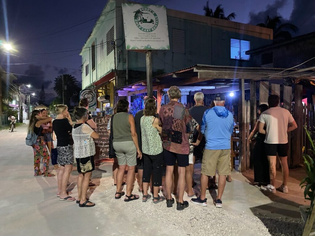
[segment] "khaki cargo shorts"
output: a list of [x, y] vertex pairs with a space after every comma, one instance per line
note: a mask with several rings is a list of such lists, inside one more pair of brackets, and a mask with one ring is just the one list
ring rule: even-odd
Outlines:
[[205, 149], [202, 157], [201, 173], [213, 176], [217, 169], [220, 175], [229, 175], [231, 173], [231, 149]]

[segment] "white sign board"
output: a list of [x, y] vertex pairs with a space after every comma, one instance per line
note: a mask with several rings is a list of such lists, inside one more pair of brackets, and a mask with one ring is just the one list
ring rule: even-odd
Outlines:
[[88, 101], [89, 102], [89, 107], [93, 107], [96, 106], [96, 96], [95, 93], [94, 92], [89, 92], [89, 91], [90, 90], [90, 89], [87, 88], [81, 90], [80, 93], [79, 97], [80, 99], [83, 98], [87, 98]]
[[127, 50], [169, 49], [165, 6], [123, 3]]

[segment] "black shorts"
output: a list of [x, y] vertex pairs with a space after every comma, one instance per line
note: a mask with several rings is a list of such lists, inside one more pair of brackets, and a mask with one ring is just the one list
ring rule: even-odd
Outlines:
[[143, 158], [137, 158], [137, 167], [138, 170], [143, 169]]
[[189, 165], [189, 154], [179, 154], [164, 149], [164, 163], [166, 166], [174, 166], [177, 161], [180, 167], [186, 167]]
[[289, 145], [287, 143], [274, 144], [265, 144], [265, 151], [267, 156], [276, 156], [277, 153], [279, 156], [287, 156]]
[[83, 157], [83, 158], [76, 158], [76, 160], [77, 161], [77, 170], [78, 172], [81, 173], [81, 168], [80, 167], [80, 163], [81, 163], [83, 164], [85, 164], [90, 160], [91, 160], [91, 163], [92, 164], [92, 169], [89, 171], [87, 171], [84, 173], [90, 172], [91, 171], [93, 171], [95, 169], [95, 162], [94, 161], [94, 156], [88, 156], [86, 157]]

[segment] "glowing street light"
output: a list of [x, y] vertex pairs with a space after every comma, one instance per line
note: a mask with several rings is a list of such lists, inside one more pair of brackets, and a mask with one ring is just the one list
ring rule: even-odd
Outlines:
[[9, 43], [5, 43], [3, 44], [3, 47], [5, 49], [8, 51], [10, 51], [12, 49], [12, 46]]

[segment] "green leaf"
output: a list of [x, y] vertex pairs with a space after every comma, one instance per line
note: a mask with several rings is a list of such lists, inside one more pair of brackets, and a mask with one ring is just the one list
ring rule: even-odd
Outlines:
[[314, 173], [307, 170], [306, 170], [305, 171], [306, 172], [306, 173], [307, 174], [307, 176], [310, 178], [311, 181], [312, 182], [315, 181], [315, 176], [314, 176]]

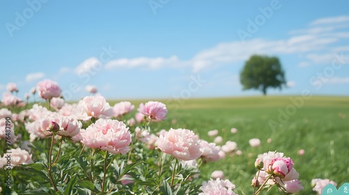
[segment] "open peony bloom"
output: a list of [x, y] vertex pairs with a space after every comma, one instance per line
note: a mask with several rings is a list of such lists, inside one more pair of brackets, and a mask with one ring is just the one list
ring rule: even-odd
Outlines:
[[155, 121], [164, 120], [166, 118], [168, 113], [166, 105], [159, 102], [153, 101], [149, 101], [145, 104], [141, 103], [138, 110]]
[[171, 128], [160, 134], [156, 144], [163, 153], [181, 160], [195, 159], [202, 153], [199, 137], [189, 130]]
[[114, 117], [119, 117], [132, 111], [135, 109], [135, 106], [130, 102], [121, 102], [114, 105], [113, 116]]
[[45, 100], [51, 100], [61, 95], [61, 90], [55, 81], [45, 79], [36, 84], [36, 91], [40, 97]]
[[290, 157], [278, 157], [272, 160], [267, 173], [284, 178], [293, 168], [293, 162]]
[[59, 129], [57, 132], [57, 134], [64, 136], [72, 137], [77, 135], [82, 127], [81, 122], [65, 116], [61, 116], [55, 118], [53, 121], [59, 125]]
[[86, 96], [79, 102], [75, 111], [78, 119], [85, 121], [92, 117], [108, 118], [112, 115], [112, 109], [101, 95]]
[[200, 189], [202, 192], [199, 195], [236, 195], [232, 189], [235, 188], [228, 180], [221, 180], [220, 178], [216, 178], [215, 180], [210, 179], [208, 182], [204, 182]]
[[114, 155], [125, 155], [130, 150], [131, 135], [128, 127], [117, 120], [100, 118], [80, 134], [81, 142], [91, 148], [100, 148]]

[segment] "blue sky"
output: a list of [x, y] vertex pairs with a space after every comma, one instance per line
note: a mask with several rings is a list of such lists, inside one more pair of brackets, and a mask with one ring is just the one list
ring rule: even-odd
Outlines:
[[[349, 95], [348, 1], [1, 1], [0, 93], [43, 79], [68, 100], [260, 95], [242, 91], [253, 54], [276, 56], [288, 87]], [[177, 97], [177, 98], [176, 98]]]

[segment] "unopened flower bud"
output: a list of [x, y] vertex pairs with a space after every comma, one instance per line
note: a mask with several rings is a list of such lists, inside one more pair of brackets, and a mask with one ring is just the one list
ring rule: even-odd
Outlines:
[[59, 130], [59, 125], [57, 124], [57, 123], [56, 123], [54, 121], [51, 121], [51, 123], [50, 123], [50, 125], [48, 125], [48, 129], [51, 132], [55, 132]]
[[258, 169], [262, 169], [263, 168], [264, 163], [260, 159], [256, 159], [255, 162], [255, 167]]

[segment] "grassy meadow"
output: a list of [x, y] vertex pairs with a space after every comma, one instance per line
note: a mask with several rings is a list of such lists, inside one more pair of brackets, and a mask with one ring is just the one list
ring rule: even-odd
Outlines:
[[[153, 124], [153, 127], [189, 129], [209, 142], [214, 137], [209, 137], [207, 132], [216, 129], [223, 139], [218, 145], [235, 141], [242, 155], [232, 153], [204, 165], [201, 176], [207, 180], [212, 171], [221, 170], [236, 185], [239, 194], [242, 194], [241, 190], [246, 194], [253, 192], [251, 181], [256, 172], [253, 164], [257, 155], [274, 150], [284, 153], [295, 162], [304, 187], [298, 194], [315, 194], [311, 185], [313, 178], [329, 178], [338, 183], [337, 188], [349, 182], [349, 98], [306, 98], [152, 100], [166, 104], [169, 110], [167, 119]], [[147, 101], [131, 100], [136, 108]], [[108, 102], [113, 106], [118, 101]], [[237, 133], [232, 134], [232, 127], [237, 128]], [[261, 140], [259, 148], [250, 146], [252, 138]], [[269, 138], [272, 142], [268, 143]], [[298, 155], [300, 149], [305, 150], [304, 155]]]

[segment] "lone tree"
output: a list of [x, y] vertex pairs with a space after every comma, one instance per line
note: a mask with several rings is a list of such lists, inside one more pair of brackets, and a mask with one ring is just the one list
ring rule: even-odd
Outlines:
[[253, 55], [245, 63], [240, 74], [243, 90], [258, 89], [267, 95], [268, 88], [285, 86], [285, 72], [279, 58], [275, 56]]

◇ ◇ ◇ ◇

### [Set task]
Could you update every one of the records above by changing "vertex pairs" to "coordinate pairs" and keeping everything else the same? Leave the pictures out of your answer.

### [Worked solution]
[segment] "khaki cargo shorts"
output: a list of [x, y] coordinate pairs with a space after every comma, one instance per line
note: a mask with several rings is a list of such lists, inside one more pair of brackets, and a mask with one ring is just the one list
ring rule: even-odd
Outlines:
[[205, 149], [202, 157], [201, 173], [213, 176], [217, 169], [220, 175], [229, 175], [231, 173], [231, 149]]

[segment] "white sign board"
output: a list of [x, y] coordinate pairs with a space after every comma, one instance per line
note: a mask with several rings is a list of such lists, inside one more pair of brackets, and a mask with one ring is just the one list
ring rule: even-odd
Outlines:
[[88, 101], [89, 102], [89, 107], [93, 107], [96, 106], [96, 96], [95, 93], [94, 92], [89, 92], [89, 91], [90, 90], [90, 89], [87, 88], [81, 90], [80, 93], [79, 97], [80, 99], [83, 98], [87, 98]]
[[127, 50], [169, 49], [165, 6], [123, 3]]

[segment] "black shorts"
output: a list of [x, y] coordinate pairs with a space after every comma, one instance per line
note: a mask with several rings is a list of such lists, inside one more pair of brackets, and a mask with one ring is just the one list
ring rule: even-odd
Outlines:
[[143, 158], [137, 158], [137, 167], [138, 170], [143, 169]]
[[189, 165], [189, 154], [179, 154], [164, 149], [164, 163], [166, 166], [174, 166], [177, 161], [180, 167], [186, 167]]
[[289, 145], [287, 143], [274, 144], [265, 144], [265, 151], [267, 156], [276, 156], [277, 153], [279, 156], [287, 156]]
[[83, 157], [83, 158], [76, 158], [76, 160], [77, 161], [77, 170], [78, 172], [81, 173], [81, 168], [80, 167], [80, 163], [81, 163], [83, 164], [85, 164], [90, 160], [91, 160], [91, 163], [92, 164], [92, 169], [89, 171], [87, 171], [84, 173], [90, 172], [91, 171], [93, 171], [95, 169], [95, 162], [94, 161], [94, 156], [88, 156], [86, 157]]

[segment] "glowing street light"
output: a list of [x, y] coordinate pairs with a space after every comma, one instance per line
note: a mask with several rings is a list of such lists, inside one more pair of brackets, and a mask with one ring is just the one list
ring rule: even-odd
Outlines:
[[9, 43], [5, 43], [3, 44], [3, 47], [5, 49], [8, 51], [10, 51], [12, 49], [12, 46]]

[segment] "green leaf"
output: a list of [x, y] coordinate pairs with a space after every comma, one instance per line
note: a mask with several rings is a list of such lists, inside one more pair of brackets, and a mask with one ring is just the one list
ring rule: even-odd
Outlines:
[[314, 173], [307, 170], [306, 170], [305, 171], [306, 172], [306, 173], [307, 174], [307, 176], [310, 178], [311, 181], [312, 182], [315, 181], [315, 176], [314, 176]]

[segment] "open peony bloom"
output: a list of [x, y] coordinate pairs with a space after every comma, one instance per line
note: a mask with several rings is a list of such lists, inside one more pair of brackets, and a mask with one ring is just the one list
ring rule: even-odd
Outlines:
[[155, 121], [164, 120], [166, 118], [168, 113], [166, 105], [159, 102], [153, 101], [149, 101], [145, 104], [141, 103], [138, 110]]
[[171, 128], [160, 134], [156, 144], [163, 153], [181, 160], [195, 159], [202, 153], [199, 137], [189, 130]]
[[114, 117], [119, 117], [132, 111], [135, 109], [135, 106], [130, 102], [121, 102], [114, 105], [113, 116]]
[[45, 100], [51, 100], [61, 95], [61, 90], [55, 81], [45, 79], [36, 84], [36, 91], [40, 97]]
[[290, 157], [278, 157], [272, 160], [267, 173], [284, 178], [293, 168], [293, 162]]
[[59, 129], [57, 132], [57, 134], [64, 136], [72, 137], [77, 135], [82, 127], [81, 122], [65, 116], [61, 116], [55, 118], [53, 121], [59, 125]]
[[86, 96], [79, 102], [75, 111], [78, 119], [85, 121], [92, 117], [108, 118], [112, 115], [112, 109], [101, 95]]
[[200, 189], [202, 192], [199, 195], [236, 195], [232, 189], [235, 188], [228, 180], [221, 180], [220, 178], [216, 178], [215, 180], [210, 179], [208, 182], [204, 182]]
[[114, 155], [125, 155], [130, 150], [131, 135], [128, 127], [117, 120], [100, 118], [80, 134], [81, 142], [91, 148], [100, 148]]

[segment] "blue sky"
output: a list of [x, y] coordinate pairs with a space after every comma, one instance per line
note: a mask with several rings is a list of such lists, inside one more pair of brackets, and a mask with one ring is just the one list
ring rule: even-odd
Outlines:
[[[349, 95], [348, 1], [1, 1], [0, 93], [43, 79], [68, 100], [260, 95], [242, 91], [253, 54], [276, 56], [288, 87]], [[177, 97], [177, 98], [176, 98]]]

[segment] "unopened flower bud"
output: a list of [x, y] coordinate pairs with a space after every comma, one instance per line
note: a mask with several rings is a list of such lists, inside one more pair of brackets, and a mask with one ring is just the one list
ring rule: even-odd
Outlines:
[[59, 130], [59, 125], [57, 124], [57, 123], [56, 123], [54, 121], [51, 121], [51, 123], [50, 123], [50, 125], [48, 125], [48, 129], [51, 132], [55, 132]]
[[258, 169], [262, 169], [263, 168], [264, 163], [260, 159], [256, 159], [255, 162], [255, 167]]

[segment] "grassy meadow"
output: a list of [x, y] coordinate pairs with a space after every comma, one instance per line
note: a mask with several rings is a list of such lists, inside one more pair of brackets, and a mask with one ring is just the one list
ring rule: even-odd
Outlines:
[[[153, 124], [153, 127], [189, 129], [209, 142], [214, 137], [209, 137], [207, 132], [216, 129], [223, 139], [218, 145], [235, 141], [242, 155], [232, 153], [204, 165], [201, 176], [207, 180], [212, 171], [221, 170], [236, 185], [239, 194], [242, 194], [241, 190], [246, 194], [253, 192], [251, 181], [256, 172], [253, 164], [257, 155], [274, 150], [284, 153], [295, 162], [304, 187], [298, 194], [315, 194], [311, 185], [313, 178], [329, 178], [338, 183], [337, 188], [349, 182], [349, 98], [306, 98], [152, 100], [166, 104], [169, 110], [167, 119]], [[147, 101], [131, 100], [136, 108]], [[108, 102], [113, 106], [118, 101]], [[237, 133], [232, 134], [232, 127], [237, 128]], [[261, 140], [259, 148], [250, 146], [252, 138]], [[269, 138], [272, 142], [268, 143]], [[298, 155], [300, 149], [305, 150], [304, 155]]]

[segment] "lone tree"
output: a list of [x, y] coordinate pairs with a space after every comma, one instance per line
note: a mask with several rings is a list of such lists, inside one more pair of brackets, and a mask with one ring is just the one list
ring rule: even-odd
Outlines:
[[253, 55], [245, 63], [240, 74], [243, 90], [258, 89], [267, 95], [268, 88], [285, 86], [285, 72], [279, 58], [275, 56]]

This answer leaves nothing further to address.